# Extracted material:
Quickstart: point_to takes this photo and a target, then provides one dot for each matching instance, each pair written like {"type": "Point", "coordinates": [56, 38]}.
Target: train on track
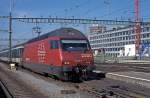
{"type": "Point", "coordinates": [64, 53]}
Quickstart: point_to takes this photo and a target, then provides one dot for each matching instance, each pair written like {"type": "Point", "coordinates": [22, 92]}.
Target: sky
{"type": "Point", "coordinates": [91, 9]}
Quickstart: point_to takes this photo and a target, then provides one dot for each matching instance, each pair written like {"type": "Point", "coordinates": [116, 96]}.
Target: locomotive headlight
{"type": "Point", "coordinates": [66, 62]}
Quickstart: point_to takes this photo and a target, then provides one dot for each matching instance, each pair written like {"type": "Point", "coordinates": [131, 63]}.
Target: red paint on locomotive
{"type": "Point", "coordinates": [58, 53]}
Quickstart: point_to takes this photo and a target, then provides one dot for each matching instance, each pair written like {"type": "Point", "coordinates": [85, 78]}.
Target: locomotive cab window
{"type": "Point", "coordinates": [54, 44]}
{"type": "Point", "coordinates": [75, 45]}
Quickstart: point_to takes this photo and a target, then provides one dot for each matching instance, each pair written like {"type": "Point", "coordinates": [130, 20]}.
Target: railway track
{"type": "Point", "coordinates": [5, 93]}
{"type": "Point", "coordinates": [113, 92]}
{"type": "Point", "coordinates": [15, 88]}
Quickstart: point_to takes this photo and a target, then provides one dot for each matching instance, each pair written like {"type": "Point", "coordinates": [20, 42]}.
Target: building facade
{"type": "Point", "coordinates": [113, 41]}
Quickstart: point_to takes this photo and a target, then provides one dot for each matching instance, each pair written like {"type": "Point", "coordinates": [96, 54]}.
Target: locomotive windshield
{"type": "Point", "coordinates": [74, 45]}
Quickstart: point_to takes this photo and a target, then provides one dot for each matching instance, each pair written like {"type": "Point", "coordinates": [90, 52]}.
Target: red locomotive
{"type": "Point", "coordinates": [64, 53]}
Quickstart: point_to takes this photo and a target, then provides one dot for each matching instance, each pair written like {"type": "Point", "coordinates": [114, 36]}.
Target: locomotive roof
{"type": "Point", "coordinates": [62, 32]}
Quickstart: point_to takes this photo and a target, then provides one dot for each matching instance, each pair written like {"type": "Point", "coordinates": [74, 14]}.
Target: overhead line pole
{"type": "Point", "coordinates": [10, 32]}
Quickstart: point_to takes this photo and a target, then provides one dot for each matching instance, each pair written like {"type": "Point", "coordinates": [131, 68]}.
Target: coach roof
{"type": "Point", "coordinates": [62, 32]}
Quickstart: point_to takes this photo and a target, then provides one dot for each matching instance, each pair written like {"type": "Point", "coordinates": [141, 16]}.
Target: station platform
{"type": "Point", "coordinates": [138, 78]}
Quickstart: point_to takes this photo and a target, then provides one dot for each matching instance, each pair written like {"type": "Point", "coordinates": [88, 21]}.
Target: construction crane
{"type": "Point", "coordinates": [137, 26]}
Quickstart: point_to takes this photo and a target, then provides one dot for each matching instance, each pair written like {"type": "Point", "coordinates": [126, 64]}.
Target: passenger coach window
{"type": "Point", "coordinates": [54, 44]}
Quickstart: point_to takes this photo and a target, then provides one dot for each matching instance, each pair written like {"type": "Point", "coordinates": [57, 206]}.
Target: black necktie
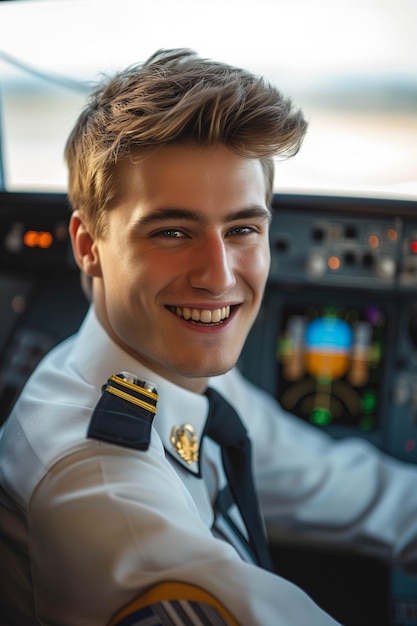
{"type": "Point", "coordinates": [225, 428]}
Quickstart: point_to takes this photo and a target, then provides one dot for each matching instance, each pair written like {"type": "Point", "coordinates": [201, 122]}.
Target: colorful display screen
{"type": "Point", "coordinates": [330, 364]}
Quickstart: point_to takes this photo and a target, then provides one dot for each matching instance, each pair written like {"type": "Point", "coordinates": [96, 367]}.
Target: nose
{"type": "Point", "coordinates": [212, 265]}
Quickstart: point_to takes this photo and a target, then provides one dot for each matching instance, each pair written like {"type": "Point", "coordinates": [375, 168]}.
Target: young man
{"type": "Point", "coordinates": [120, 498]}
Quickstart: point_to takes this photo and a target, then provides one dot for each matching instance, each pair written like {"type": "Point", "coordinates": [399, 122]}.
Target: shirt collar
{"type": "Point", "coordinates": [181, 414]}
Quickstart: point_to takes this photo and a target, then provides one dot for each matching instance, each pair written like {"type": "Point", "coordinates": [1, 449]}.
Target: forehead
{"type": "Point", "coordinates": [191, 177]}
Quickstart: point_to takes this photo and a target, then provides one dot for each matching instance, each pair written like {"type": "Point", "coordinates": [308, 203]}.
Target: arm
{"type": "Point", "coordinates": [107, 524]}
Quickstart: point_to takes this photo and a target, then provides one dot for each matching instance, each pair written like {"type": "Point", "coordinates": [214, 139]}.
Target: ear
{"type": "Point", "coordinates": [84, 246]}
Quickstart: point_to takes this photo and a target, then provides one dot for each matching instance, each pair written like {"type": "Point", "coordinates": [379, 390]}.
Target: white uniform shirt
{"type": "Point", "coordinates": [89, 526]}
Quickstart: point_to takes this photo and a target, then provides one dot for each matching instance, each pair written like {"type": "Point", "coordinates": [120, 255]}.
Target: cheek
{"type": "Point", "coordinates": [257, 264]}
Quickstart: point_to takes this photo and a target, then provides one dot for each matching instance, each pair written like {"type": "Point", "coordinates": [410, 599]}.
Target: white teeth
{"type": "Point", "coordinates": [204, 316]}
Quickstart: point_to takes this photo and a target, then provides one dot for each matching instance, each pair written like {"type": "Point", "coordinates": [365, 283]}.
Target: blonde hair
{"type": "Point", "coordinates": [175, 97]}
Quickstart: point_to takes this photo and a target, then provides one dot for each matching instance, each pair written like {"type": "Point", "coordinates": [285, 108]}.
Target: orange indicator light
{"type": "Point", "coordinates": [37, 239]}
{"type": "Point", "coordinates": [333, 262]}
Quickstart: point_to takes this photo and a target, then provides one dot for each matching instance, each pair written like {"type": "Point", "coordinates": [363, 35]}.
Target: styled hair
{"type": "Point", "coordinates": [175, 97]}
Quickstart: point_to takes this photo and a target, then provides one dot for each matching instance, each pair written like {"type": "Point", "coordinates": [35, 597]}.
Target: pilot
{"type": "Point", "coordinates": [127, 494]}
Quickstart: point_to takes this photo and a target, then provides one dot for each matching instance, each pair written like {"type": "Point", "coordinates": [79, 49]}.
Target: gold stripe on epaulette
{"type": "Point", "coordinates": [130, 398]}
{"type": "Point", "coordinates": [129, 385]}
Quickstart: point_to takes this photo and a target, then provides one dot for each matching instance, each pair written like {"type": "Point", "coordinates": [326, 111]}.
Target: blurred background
{"type": "Point", "coordinates": [351, 65]}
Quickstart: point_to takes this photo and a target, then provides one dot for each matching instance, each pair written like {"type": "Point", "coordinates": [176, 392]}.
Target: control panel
{"type": "Point", "coordinates": [336, 338]}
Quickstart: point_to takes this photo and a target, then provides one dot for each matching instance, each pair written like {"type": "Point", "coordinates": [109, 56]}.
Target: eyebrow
{"type": "Point", "coordinates": [190, 215]}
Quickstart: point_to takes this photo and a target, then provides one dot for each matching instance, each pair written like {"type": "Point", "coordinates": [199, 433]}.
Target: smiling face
{"type": "Point", "coordinates": [180, 271]}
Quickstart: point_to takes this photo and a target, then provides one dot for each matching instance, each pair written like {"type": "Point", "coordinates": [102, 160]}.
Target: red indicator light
{"type": "Point", "coordinates": [38, 239]}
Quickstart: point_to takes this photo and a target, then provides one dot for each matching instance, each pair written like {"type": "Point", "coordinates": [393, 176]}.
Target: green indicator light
{"type": "Point", "coordinates": [368, 402]}
{"type": "Point", "coordinates": [320, 416]}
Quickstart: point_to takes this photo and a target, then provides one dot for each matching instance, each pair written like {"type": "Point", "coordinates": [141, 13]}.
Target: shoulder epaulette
{"type": "Point", "coordinates": [125, 412]}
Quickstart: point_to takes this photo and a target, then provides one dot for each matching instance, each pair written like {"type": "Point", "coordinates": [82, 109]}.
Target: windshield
{"type": "Point", "coordinates": [351, 66]}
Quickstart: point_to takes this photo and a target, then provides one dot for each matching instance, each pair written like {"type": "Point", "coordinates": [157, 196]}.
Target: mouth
{"type": "Point", "coordinates": [206, 317]}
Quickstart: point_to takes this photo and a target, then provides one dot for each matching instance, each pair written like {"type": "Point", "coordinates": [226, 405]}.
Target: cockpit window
{"type": "Point", "coordinates": [352, 67]}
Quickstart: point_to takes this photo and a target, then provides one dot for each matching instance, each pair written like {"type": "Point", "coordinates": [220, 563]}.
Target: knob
{"type": "Point", "coordinates": [316, 264]}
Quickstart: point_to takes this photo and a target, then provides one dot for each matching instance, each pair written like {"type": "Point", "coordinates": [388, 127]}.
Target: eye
{"type": "Point", "coordinates": [239, 231]}
{"type": "Point", "coordinates": [169, 233]}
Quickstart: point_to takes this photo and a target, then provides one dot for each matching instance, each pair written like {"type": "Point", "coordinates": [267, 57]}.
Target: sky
{"type": "Point", "coordinates": [312, 50]}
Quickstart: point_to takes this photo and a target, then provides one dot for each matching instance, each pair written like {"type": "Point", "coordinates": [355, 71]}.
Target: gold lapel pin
{"type": "Point", "coordinates": [185, 442]}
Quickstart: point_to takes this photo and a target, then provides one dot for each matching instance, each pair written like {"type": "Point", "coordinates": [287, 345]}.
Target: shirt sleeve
{"type": "Point", "coordinates": [342, 492]}
{"type": "Point", "coordinates": [106, 524]}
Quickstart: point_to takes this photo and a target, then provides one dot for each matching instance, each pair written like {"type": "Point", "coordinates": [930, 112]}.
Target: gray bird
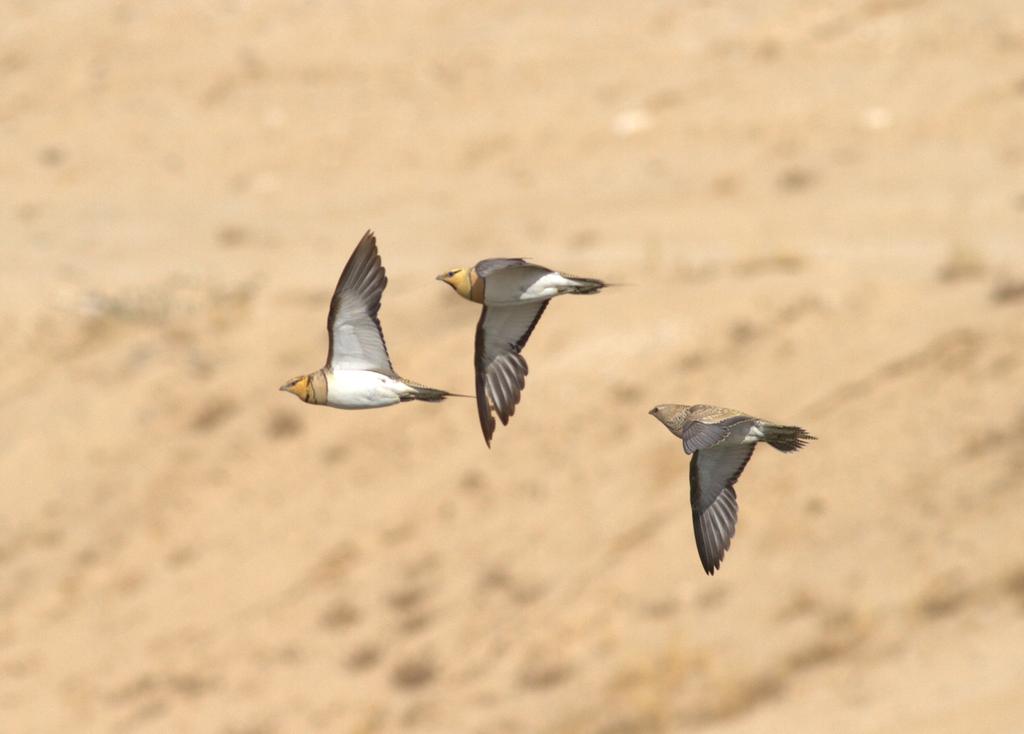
{"type": "Point", "coordinates": [721, 441]}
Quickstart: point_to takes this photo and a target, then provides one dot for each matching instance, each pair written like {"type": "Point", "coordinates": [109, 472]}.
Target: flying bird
{"type": "Point", "coordinates": [722, 442]}
{"type": "Point", "coordinates": [514, 294]}
{"type": "Point", "coordinates": [358, 372]}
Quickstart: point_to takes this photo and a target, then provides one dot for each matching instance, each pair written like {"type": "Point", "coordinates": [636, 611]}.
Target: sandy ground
{"type": "Point", "coordinates": [816, 211]}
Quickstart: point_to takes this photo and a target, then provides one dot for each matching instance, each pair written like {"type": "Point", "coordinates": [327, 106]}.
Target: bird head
{"type": "Point", "coordinates": [298, 386]}
{"type": "Point", "coordinates": [460, 279]}
{"type": "Point", "coordinates": [667, 412]}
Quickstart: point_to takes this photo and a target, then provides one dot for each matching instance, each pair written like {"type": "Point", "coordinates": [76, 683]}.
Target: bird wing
{"type": "Point", "coordinates": [713, 475]}
{"type": "Point", "coordinates": [697, 435]}
{"type": "Point", "coordinates": [355, 340]}
{"type": "Point", "coordinates": [501, 371]}
{"type": "Point", "coordinates": [485, 267]}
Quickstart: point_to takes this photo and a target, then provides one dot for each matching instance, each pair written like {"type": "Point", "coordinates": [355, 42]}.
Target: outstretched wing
{"type": "Point", "coordinates": [355, 340]}
{"type": "Point", "coordinates": [697, 434]}
{"type": "Point", "coordinates": [501, 371]}
{"type": "Point", "coordinates": [713, 475]}
{"type": "Point", "coordinates": [485, 267]}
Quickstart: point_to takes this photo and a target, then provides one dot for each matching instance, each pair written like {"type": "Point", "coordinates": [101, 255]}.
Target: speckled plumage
{"type": "Point", "coordinates": [722, 441]}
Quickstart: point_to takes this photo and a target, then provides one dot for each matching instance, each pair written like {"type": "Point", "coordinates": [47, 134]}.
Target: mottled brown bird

# Given exercise:
Pull out every line in the rows above that contains the word "shirt", copying each line in full. Matching is case-sensitive.

# Full response:
Target: shirt collar
Target: white uniform shirt
Target: shirt sleeve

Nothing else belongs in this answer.